*** Opening Dataset records ***

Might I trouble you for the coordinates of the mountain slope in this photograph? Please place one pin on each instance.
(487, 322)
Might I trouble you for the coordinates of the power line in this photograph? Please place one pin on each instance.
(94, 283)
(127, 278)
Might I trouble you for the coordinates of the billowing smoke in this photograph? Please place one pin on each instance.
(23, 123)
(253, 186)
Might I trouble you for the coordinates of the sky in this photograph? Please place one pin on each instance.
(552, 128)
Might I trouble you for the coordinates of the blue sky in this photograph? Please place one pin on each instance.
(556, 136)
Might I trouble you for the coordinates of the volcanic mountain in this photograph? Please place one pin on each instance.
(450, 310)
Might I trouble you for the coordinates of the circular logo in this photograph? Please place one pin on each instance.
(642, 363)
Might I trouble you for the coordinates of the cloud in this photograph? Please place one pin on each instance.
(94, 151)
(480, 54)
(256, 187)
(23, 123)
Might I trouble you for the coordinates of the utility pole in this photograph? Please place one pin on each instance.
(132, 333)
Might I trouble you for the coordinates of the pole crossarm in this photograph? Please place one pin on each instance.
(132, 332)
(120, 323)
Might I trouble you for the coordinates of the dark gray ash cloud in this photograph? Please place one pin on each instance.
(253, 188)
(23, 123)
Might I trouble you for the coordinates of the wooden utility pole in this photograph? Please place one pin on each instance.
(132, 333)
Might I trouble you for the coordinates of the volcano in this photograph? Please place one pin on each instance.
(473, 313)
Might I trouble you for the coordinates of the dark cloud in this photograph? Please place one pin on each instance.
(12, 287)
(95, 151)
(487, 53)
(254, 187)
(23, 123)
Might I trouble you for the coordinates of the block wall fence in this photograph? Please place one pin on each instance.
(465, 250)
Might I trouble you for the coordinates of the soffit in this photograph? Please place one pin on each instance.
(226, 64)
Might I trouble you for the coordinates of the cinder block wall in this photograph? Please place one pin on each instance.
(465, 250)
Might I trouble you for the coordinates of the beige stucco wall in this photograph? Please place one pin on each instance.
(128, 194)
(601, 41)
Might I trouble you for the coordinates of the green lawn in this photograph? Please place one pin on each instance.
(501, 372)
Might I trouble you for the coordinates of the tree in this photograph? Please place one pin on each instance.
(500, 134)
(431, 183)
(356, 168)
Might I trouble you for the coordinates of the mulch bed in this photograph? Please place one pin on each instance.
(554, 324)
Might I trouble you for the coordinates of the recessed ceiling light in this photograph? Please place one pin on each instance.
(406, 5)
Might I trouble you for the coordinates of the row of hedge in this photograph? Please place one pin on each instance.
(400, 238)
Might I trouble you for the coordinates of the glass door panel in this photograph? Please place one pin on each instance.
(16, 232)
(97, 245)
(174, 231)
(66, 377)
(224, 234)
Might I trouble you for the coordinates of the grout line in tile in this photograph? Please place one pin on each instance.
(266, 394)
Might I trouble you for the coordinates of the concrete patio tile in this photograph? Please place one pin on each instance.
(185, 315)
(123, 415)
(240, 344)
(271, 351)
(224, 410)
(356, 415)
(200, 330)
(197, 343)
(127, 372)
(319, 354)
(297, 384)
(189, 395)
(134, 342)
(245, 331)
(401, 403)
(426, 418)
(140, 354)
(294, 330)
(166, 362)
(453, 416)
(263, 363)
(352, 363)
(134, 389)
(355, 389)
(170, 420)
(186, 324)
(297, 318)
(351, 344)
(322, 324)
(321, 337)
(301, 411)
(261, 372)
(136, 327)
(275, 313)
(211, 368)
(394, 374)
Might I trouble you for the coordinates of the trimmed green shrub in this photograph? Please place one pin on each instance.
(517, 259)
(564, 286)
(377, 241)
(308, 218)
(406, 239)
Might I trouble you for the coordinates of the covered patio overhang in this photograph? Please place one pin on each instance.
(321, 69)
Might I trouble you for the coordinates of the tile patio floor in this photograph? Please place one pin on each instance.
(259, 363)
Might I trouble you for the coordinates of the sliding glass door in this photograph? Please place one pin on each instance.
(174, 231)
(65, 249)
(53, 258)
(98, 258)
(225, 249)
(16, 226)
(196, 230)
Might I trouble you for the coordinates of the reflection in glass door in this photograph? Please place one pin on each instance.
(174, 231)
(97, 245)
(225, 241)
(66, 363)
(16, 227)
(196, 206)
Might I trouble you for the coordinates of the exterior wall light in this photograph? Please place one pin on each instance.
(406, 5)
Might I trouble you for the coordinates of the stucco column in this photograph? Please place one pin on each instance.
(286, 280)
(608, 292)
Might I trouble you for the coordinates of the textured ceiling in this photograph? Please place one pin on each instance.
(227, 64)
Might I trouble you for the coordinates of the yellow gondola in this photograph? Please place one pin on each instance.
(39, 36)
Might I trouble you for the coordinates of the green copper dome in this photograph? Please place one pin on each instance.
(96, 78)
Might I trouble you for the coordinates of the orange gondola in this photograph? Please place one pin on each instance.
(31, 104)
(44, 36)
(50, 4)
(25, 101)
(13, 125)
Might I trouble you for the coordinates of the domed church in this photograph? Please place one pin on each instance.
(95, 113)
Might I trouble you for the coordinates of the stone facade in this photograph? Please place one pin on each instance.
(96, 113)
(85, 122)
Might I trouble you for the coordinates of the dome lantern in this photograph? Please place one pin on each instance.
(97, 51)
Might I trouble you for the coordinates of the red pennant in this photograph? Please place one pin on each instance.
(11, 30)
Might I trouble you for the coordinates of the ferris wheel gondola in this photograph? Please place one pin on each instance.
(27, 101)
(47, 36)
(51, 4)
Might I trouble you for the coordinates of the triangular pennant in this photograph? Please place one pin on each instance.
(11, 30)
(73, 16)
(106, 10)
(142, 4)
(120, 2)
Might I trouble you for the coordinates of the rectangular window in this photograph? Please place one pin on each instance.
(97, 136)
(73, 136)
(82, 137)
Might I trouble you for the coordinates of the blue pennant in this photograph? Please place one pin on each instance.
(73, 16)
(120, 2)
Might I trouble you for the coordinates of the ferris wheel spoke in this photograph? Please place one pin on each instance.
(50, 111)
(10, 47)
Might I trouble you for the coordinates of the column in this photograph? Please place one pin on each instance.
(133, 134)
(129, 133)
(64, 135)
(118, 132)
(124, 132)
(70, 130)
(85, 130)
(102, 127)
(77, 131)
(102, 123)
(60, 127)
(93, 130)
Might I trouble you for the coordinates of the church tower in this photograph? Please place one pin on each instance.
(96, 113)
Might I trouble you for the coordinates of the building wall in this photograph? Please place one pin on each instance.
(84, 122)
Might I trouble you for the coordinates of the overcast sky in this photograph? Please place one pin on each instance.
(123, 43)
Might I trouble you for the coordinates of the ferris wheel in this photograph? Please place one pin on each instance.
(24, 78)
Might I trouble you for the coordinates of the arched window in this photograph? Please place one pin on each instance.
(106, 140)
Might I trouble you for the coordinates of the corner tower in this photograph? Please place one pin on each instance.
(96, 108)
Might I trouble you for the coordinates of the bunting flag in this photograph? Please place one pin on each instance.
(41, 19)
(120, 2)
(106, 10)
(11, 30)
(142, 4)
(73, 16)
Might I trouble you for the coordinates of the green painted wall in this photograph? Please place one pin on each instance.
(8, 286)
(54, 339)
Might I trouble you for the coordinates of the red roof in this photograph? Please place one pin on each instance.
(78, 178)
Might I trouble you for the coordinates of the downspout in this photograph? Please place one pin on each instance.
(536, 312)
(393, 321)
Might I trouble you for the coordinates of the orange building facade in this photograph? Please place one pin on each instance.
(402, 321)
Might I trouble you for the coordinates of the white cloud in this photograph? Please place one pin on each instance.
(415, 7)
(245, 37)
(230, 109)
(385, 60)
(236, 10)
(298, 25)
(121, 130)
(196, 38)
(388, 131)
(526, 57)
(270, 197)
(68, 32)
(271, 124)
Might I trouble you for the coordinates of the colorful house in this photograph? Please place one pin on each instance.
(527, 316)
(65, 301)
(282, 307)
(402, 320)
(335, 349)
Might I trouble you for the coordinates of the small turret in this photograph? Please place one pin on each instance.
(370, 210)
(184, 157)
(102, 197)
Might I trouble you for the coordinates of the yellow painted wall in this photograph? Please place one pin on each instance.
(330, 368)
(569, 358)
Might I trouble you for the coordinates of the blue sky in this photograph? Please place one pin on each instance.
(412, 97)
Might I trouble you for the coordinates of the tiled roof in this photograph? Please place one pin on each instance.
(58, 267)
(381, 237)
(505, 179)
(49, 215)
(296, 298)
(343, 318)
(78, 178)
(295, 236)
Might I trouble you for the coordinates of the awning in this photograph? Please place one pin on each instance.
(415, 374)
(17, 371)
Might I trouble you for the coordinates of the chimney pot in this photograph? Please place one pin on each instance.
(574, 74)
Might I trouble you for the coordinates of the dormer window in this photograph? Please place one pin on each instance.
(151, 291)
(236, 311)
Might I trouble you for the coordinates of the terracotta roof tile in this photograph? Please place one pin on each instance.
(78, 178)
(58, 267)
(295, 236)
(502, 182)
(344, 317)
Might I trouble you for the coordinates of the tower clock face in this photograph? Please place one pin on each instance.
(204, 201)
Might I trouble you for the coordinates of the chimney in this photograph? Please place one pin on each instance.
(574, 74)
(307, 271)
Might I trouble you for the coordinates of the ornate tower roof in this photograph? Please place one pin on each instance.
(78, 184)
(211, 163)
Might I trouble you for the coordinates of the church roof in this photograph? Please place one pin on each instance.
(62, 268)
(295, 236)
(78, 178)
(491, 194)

*** Closing Dataset records ***

- **Your objective**
Restate, without alteration, the lines of the material above that begin at the one containing "Might I trouble you for the coordinates of the ornate" and run through its last line.

- **Response to the exercise**
Might I trouble you for the coordinates of the ornate tower roof in this photograph? Please place one pin on each instance.
(78, 184)
(211, 163)
Might I trouble you for the coordinates of the church roof in this photograph? Please place one pin on each instance.
(62, 268)
(295, 236)
(78, 178)
(491, 194)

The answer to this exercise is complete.